*** Page text ***
Girl Scouts offers merit badges for making friends, painting and horseback riding. Up next: cybersecurity

By selling Thin Mints and Tagalongs in kindergarten, Elizabeth Lewelling earned Girl Scout badges for customer service and managing money.

Now going into eighth grade, she’s setting her sights on a topic a bit more complicated than the cookie business: cybersecurity.

The 12-year-old from Palmdale is one of 1.8 million Girl Scouts nationwide who will have the opportunity starting in 2018 to adorn their vests, tunics and sashes with merit badges for information security.

The move illustrates the ongoing evolution of the 105-year-old activity organization for girls, which in recent years has expanded its merit badges beyond those associated with traditionally feminine skills — think “babysitter” or “dinner party” — to include more topics related to science, technology, engineering and mathematics.

It’s a shift Lewelling appreciates.
*** End of Page text ***
> Assignment 1
Quote the Girl Scouts article word for word, from "By selling Thin" down to "shift Lewelling appreciates.".
> Assignment 2
According to the Girl Scouts article, what does the addition of cybersecurity badges illustrate about the organization?
> Assignment 3
Write what follows in the Girl Scouts cybersecurity article, picking up after its final sentence.
*** Data under study ***
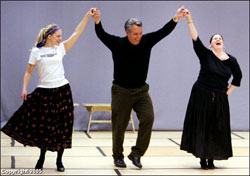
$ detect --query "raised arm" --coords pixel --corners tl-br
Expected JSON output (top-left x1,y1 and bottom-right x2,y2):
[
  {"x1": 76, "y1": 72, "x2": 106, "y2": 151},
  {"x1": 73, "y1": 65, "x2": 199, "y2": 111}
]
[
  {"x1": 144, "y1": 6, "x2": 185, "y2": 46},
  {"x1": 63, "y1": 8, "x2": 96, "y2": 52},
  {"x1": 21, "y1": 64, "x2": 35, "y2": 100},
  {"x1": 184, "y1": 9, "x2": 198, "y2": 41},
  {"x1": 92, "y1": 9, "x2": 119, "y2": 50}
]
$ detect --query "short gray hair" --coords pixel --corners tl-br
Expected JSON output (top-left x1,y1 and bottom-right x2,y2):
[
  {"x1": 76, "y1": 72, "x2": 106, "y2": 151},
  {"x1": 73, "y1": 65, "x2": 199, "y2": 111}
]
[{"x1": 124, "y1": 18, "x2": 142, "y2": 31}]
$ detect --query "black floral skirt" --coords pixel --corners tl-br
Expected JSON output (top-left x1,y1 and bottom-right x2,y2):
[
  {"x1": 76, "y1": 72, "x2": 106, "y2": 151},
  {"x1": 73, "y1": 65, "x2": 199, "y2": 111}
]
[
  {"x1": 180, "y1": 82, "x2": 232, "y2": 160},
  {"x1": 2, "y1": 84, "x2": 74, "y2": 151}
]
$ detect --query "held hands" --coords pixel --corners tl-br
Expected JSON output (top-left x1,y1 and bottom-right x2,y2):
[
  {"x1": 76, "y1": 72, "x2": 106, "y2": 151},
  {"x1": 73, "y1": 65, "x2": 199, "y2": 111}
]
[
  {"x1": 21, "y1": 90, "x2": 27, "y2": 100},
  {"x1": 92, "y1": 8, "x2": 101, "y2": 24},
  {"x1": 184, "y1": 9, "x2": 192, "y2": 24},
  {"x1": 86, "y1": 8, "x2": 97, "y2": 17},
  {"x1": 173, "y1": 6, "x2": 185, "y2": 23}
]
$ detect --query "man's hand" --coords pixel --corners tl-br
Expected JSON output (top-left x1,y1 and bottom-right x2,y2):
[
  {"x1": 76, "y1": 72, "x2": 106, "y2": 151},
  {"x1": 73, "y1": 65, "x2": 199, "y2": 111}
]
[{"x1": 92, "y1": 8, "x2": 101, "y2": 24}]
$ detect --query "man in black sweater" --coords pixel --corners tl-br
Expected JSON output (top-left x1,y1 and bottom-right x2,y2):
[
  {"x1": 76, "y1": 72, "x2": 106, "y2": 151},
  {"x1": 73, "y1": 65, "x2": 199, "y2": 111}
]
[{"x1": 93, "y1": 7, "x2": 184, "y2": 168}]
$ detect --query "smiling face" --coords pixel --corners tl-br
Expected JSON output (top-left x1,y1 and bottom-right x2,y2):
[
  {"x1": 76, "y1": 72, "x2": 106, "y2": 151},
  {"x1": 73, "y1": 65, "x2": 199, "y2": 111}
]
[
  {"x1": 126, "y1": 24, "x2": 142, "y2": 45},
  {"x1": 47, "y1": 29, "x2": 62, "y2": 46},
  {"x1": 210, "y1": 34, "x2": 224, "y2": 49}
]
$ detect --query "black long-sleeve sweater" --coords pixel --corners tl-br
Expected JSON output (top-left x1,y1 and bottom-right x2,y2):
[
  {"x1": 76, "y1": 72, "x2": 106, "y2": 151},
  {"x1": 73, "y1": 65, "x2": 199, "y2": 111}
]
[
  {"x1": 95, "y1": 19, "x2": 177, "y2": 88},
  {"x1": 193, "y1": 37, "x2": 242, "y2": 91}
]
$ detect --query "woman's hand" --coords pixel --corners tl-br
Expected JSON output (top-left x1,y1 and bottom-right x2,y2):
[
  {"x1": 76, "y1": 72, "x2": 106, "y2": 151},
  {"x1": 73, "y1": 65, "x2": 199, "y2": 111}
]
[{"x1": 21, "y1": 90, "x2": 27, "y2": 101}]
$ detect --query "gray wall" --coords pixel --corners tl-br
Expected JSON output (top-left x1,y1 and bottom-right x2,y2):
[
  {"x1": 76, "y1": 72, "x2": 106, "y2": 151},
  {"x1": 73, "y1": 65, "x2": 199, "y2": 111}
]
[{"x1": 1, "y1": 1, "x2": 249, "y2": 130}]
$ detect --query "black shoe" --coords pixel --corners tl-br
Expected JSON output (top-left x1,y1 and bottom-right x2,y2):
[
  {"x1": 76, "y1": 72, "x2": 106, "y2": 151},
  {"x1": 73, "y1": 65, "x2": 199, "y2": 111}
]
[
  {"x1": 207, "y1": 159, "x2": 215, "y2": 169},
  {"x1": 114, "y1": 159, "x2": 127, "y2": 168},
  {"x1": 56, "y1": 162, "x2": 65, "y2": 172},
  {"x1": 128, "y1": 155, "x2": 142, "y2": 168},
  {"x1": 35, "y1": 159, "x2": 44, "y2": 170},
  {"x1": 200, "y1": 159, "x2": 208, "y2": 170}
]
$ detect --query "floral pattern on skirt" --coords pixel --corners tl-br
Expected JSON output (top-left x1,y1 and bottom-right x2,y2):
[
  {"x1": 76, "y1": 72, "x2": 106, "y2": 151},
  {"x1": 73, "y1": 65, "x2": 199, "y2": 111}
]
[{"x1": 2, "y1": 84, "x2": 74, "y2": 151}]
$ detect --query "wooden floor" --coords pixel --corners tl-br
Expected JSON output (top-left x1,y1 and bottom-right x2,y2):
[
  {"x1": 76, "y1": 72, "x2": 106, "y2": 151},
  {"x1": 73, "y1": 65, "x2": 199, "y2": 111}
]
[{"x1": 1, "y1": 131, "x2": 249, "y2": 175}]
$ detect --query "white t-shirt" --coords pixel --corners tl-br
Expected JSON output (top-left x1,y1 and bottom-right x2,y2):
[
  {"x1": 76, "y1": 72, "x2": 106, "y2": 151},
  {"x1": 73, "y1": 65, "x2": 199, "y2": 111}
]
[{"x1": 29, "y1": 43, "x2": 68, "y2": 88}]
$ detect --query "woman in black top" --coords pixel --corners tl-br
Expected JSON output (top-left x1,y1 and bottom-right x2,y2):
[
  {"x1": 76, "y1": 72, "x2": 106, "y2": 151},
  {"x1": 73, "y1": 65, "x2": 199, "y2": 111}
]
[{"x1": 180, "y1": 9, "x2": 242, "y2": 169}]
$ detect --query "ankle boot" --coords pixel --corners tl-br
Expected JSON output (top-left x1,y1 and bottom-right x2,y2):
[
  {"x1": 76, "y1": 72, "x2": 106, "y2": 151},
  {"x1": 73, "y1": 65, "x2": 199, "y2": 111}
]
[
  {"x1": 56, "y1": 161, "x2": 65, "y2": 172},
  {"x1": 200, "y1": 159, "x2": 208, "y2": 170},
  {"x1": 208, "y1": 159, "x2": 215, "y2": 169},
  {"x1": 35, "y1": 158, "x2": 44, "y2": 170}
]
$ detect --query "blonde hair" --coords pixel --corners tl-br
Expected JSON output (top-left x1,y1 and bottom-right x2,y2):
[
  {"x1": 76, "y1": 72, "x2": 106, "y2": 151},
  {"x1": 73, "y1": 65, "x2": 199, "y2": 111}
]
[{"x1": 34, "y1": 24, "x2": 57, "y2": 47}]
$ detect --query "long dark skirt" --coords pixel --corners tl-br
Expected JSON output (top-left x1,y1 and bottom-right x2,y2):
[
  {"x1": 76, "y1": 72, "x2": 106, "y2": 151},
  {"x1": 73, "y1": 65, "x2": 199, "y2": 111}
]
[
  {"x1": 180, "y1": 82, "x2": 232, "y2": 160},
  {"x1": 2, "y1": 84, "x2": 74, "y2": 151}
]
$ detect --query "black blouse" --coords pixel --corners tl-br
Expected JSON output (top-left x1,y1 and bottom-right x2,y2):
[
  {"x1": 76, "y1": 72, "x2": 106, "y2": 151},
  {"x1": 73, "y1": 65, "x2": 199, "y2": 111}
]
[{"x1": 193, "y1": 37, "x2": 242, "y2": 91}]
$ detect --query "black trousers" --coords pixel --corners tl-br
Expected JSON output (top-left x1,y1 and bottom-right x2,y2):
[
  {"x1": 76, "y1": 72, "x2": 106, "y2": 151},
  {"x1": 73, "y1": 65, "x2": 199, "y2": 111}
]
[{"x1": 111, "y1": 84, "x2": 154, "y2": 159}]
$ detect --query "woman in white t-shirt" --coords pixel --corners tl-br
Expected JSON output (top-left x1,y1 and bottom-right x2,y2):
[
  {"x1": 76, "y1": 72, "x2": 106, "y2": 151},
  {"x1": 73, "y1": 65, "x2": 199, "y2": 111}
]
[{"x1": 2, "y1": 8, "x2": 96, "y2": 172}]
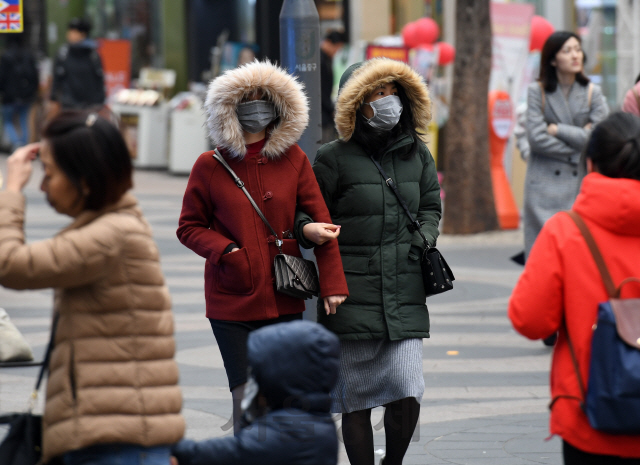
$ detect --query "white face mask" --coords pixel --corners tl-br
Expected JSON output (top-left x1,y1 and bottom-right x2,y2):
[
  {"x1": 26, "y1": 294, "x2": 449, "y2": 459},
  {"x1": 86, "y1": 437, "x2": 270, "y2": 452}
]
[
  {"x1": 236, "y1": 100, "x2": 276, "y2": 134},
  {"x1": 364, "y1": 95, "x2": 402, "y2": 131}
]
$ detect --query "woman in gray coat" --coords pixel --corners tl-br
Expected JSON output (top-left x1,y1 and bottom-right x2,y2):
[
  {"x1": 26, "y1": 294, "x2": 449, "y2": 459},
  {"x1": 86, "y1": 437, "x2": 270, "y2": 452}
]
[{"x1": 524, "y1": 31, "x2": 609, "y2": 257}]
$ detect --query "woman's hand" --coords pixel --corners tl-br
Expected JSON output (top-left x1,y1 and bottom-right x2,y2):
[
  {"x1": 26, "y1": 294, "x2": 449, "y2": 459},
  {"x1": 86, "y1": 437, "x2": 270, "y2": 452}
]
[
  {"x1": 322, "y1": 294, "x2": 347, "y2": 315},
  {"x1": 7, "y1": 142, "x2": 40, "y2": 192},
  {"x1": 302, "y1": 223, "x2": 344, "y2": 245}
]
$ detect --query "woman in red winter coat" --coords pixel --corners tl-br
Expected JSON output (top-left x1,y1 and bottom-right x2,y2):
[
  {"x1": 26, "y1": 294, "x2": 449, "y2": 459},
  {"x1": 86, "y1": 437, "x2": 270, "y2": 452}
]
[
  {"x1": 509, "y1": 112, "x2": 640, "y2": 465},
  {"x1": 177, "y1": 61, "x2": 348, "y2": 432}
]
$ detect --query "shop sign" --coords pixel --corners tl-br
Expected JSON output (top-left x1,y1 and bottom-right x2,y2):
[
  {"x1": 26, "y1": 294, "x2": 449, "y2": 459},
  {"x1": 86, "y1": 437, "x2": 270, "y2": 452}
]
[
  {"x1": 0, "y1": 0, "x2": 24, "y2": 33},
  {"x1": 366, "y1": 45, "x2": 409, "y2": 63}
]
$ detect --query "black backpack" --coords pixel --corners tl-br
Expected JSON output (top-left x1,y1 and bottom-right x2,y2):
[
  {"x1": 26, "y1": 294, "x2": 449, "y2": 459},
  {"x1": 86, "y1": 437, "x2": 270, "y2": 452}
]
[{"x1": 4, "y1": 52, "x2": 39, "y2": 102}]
*** End of Data under study ***
> Exercise result 1
By selling Thin Mints and Tagalongs in kindergarten, Elizabeth Lewelling earned Girl Scout badges for customer service and managing money.

Now going into eighth grade, she’s setting her sights on a topic a bit more complicated than the cookie business: cybersecurity.

The 12-year-old from Palmdale is one of 1.8 million Girl Scouts nationwide who will have the opportunity starting in 2018 to adorn their vests, tunics and sashes with merit badges for information security.

The move illustrates the ongoing evolution of the 105-year-old activity organization for girls, which in recent years has expanded its merit badges beyond those associated with traditionally feminine skills — think “babysitter” or “dinner party” — to include more topics related to science, technology, engineering and mathematics.

It’s a shift Lewelling appreciates.

> Exercise result 2
It illustrates the ongoing evolution of the 105-year-old organization for girls. In recent years, the organization has expanded its merit badges beyond traditionally feminine skills such as "babysitter" or "dinner party" to include more science, technology, engineering and mathematics topics.

> Exercise result 3
“I’ll definitely be trying to get cybersecurity badges,” Lewelling said. “I’m going into eighth grade now and we use technology for everything so I want to know how I can protect myself online. It’s really important.”

The 18 new badges — earned by mastering online safety, dealing with cyberbullies and coding, among other skills — are the result of a multiyear partnership between the national girls’ nonprofit and the Silicon Valley network and enterprise security company Palo Alto Networks. Girl Scouts of the United States of America Chief Executive Sylvia Acevedo said the launch of the program shows the organization’s “advocacy for cyberpreparedness.”

They join an increasingly contemporary array of insignias (“computer expert,” “inventor,” “product designer” and “website designer” were all added in recent years), though the organization has not purged longstanding badges or themes.

“We might have coding workshops but because this is Girl Scouts, we’re also focusing on developing risk-taking, empathy, goal-setting and confidence so that girls are prepared to overcome obstacles they might face as female coders,” said Melanie Larsen, spokesperson for the Girl Scouts of Greater Los Angeles. “It’s a holistic approach — and an all-girl environment is a safe space for girls to really feel comfortable speaking up and taking risks.”

The badges will be available to troops across the country, though local chapters can supplement them with additional patches and programs.

It’s not the first technology-and-scouting collaboration. Girl Scouts of the USA recently partnered with Google to offer coding activities.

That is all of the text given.